» Task requirements
According to the issue thread, which branch is recommended because it is more stable?

» Extracted text

#####

It seems like the shard leader try to access Node-26 which not exist. @BUPTAnderson could you confirm the Node-26 is online or provide more logs for us ?
Node-26 is the old queynode id(This node no longer exists in the current cluster). I upgraded querynode first, when all querynode upgrades are complete, i upgrade querycoord. Does it have anything to do with the order in which I upgraded?
/assign @jiaoew1991 /unassign
It seems like the shard leader try to access Node-26 which not exist. @BUPTAnderson could you confirm the Node-26 is online or provide more logs for us ?
Node-26 is the old queynode id(This node no longer exists in the current cluster). I upgraded querynode first, when all querynode upgrades are complete, i upgrade querycoord. Does it have anything to do with the order in which I upgraded?
@BUPTAnderson You can try following solutions
- use 2.1 branch which is more stable,the master branch is for 2.2 currently
- try https://github.com/congqixia/birdwatcher this tool to check the metadata on Etcd
- the final way, after upgrade, stop cluster, use https://github.com/congqixia/birdwatcher to kill all QueryNodes, then restart 😭
besides the solutions, could you provide more logs for us to find out the root cause? 😊
@jiaoew1991 I have collected all logs of the cluster, download link below: 链接: https://pan.baidu.com/s/158zMtXaKEIdH9CwbPlD9oQ?pwd=52sp 提取码: 52sp
beside, i found the datanode crash today after running about 2 days, i have created a new issue #18206
@BUPTAnderson could you please provide query coord logs just before you upgrade the query coord?
@BUPTAnderson could you please provide query coord logs just before you upgrade the query coord?
tody i try to update the cluter to brach-2.1.0 latest, the problem still exists. Try to restart the querycoord node several times, the problem still exists. Try to release the collection, the request timeout.
@weiliu1031 链接: https://pan.baidu.com/s/1l4fVTe3RGrrWEj1ApcOnfg?pwd=mw6j 提取码: mw6j pre is logs before upgrade, today is logs after upgrade.
/assign @weiliu1031
after system reboot, something wrong happened in rebalance progress. when we try to do rebalance for a nodeDown event, in the last step: "sync segment", there is a logic problem:
- it just update the leader of shard which belong to the failed node
- the sync segment happens on every shard of the replica affected by the failed node.
so, when thre are more than one shard in a replica, and each shard belong to a different query node, after all query node reboot, when it tries to do sync segment (in rebalance), it failed, and the collection will not be ready for query.
@BUPTAnderson any chance to verify fix on v2.1..1

#####

» Data provided
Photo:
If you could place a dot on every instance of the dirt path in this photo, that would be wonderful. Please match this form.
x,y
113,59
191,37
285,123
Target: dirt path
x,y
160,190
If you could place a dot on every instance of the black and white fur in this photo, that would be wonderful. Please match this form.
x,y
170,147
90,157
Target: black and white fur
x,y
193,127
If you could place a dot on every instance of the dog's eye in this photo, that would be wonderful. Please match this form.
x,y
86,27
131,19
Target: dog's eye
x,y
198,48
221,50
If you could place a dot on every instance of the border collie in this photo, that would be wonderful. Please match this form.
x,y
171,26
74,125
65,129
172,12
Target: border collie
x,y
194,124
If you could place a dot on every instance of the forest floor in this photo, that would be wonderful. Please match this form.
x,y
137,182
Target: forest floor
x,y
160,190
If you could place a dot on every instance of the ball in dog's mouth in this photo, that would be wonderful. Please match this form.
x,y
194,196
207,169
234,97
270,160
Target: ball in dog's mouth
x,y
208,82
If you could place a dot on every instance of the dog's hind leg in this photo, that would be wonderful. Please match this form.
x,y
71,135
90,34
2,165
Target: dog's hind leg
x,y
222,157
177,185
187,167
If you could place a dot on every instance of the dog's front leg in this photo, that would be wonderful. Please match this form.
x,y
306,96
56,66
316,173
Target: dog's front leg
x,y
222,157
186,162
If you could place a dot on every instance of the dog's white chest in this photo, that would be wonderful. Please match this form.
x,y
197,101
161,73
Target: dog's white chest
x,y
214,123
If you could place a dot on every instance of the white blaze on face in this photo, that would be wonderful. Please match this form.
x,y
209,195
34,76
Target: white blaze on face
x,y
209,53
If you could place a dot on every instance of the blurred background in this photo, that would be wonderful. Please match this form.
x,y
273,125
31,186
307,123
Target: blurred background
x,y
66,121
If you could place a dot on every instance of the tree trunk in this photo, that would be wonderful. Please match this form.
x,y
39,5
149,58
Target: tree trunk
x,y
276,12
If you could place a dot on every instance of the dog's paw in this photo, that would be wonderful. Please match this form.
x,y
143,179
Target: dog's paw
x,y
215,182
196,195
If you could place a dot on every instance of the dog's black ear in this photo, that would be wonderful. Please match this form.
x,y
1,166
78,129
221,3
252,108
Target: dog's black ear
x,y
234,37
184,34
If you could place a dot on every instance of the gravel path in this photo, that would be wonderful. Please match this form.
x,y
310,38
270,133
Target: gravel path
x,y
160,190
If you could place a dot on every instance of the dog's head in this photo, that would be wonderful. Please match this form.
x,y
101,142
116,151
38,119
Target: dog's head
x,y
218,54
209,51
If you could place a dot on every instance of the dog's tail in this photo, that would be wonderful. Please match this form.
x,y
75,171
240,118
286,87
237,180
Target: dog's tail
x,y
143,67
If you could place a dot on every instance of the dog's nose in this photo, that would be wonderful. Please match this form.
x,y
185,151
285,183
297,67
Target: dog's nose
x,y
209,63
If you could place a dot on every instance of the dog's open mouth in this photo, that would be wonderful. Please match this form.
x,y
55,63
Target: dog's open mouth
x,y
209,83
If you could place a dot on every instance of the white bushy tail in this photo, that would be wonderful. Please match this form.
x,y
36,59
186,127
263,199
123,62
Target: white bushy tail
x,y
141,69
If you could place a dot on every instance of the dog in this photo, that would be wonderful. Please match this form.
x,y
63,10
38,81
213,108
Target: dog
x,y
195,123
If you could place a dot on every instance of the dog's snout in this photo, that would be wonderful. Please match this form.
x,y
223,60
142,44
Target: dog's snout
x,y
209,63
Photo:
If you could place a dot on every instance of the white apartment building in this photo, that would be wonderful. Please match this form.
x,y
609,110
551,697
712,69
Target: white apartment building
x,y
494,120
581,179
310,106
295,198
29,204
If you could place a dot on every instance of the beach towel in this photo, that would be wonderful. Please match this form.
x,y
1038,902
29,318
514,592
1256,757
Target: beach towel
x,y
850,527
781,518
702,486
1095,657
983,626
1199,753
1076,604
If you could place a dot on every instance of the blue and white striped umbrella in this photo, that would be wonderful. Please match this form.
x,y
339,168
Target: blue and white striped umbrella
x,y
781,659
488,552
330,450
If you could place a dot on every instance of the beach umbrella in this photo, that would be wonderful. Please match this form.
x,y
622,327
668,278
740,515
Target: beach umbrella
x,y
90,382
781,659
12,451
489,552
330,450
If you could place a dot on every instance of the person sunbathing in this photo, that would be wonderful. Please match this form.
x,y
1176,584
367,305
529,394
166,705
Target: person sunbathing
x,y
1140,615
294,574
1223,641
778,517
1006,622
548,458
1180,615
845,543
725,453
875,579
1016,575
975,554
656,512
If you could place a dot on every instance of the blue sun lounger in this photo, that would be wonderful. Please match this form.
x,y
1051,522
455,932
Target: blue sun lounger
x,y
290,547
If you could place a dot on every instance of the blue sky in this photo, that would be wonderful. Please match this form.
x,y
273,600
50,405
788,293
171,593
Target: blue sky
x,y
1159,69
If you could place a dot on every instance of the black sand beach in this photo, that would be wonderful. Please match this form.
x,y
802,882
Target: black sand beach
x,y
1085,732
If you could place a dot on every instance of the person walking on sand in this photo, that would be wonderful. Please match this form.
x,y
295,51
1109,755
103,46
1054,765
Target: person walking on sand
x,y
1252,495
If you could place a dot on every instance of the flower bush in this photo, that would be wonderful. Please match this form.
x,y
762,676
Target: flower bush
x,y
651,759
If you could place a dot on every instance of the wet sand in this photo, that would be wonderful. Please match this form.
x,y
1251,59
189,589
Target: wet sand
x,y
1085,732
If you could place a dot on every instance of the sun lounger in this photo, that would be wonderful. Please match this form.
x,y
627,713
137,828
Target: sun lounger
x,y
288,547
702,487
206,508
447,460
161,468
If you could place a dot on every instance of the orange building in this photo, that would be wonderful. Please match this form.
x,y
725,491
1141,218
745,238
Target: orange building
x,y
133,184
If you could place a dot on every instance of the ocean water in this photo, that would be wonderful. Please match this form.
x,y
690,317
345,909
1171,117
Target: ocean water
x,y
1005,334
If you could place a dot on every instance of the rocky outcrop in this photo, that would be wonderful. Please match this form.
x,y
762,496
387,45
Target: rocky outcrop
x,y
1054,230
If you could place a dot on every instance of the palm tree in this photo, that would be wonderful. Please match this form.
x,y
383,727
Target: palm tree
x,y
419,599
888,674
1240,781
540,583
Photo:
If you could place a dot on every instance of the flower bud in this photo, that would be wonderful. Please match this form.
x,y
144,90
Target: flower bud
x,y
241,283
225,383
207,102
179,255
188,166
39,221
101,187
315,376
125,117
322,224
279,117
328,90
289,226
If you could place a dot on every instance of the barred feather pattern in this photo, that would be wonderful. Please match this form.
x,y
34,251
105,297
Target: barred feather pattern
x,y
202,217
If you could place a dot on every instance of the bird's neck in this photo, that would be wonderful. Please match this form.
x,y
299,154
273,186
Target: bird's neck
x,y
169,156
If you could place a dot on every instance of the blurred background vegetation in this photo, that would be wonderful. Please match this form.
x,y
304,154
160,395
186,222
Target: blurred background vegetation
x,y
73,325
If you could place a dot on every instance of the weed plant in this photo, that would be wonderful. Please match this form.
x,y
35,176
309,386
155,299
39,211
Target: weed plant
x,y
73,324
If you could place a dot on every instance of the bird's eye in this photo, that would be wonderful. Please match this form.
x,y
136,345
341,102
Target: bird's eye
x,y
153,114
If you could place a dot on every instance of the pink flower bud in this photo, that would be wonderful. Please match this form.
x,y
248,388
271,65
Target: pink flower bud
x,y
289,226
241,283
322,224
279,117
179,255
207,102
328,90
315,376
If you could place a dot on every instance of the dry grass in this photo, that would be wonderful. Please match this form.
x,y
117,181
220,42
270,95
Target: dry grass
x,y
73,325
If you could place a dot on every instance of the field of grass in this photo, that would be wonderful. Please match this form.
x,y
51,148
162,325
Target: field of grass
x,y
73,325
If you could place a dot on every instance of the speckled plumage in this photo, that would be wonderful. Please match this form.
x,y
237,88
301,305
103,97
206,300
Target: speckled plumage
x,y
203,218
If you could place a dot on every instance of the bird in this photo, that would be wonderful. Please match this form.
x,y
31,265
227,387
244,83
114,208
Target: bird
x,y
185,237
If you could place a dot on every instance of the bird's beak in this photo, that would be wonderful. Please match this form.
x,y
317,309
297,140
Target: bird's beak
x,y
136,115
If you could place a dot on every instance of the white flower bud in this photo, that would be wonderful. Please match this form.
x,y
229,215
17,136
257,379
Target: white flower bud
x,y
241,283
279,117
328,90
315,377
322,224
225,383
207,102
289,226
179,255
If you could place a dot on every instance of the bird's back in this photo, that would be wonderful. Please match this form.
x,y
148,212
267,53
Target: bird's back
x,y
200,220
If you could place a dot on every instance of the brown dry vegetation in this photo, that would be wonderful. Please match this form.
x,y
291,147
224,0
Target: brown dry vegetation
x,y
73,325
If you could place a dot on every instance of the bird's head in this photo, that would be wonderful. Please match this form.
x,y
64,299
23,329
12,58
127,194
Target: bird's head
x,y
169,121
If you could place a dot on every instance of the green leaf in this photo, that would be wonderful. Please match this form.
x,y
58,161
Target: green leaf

#####

» Correct result
The 2.1 branch.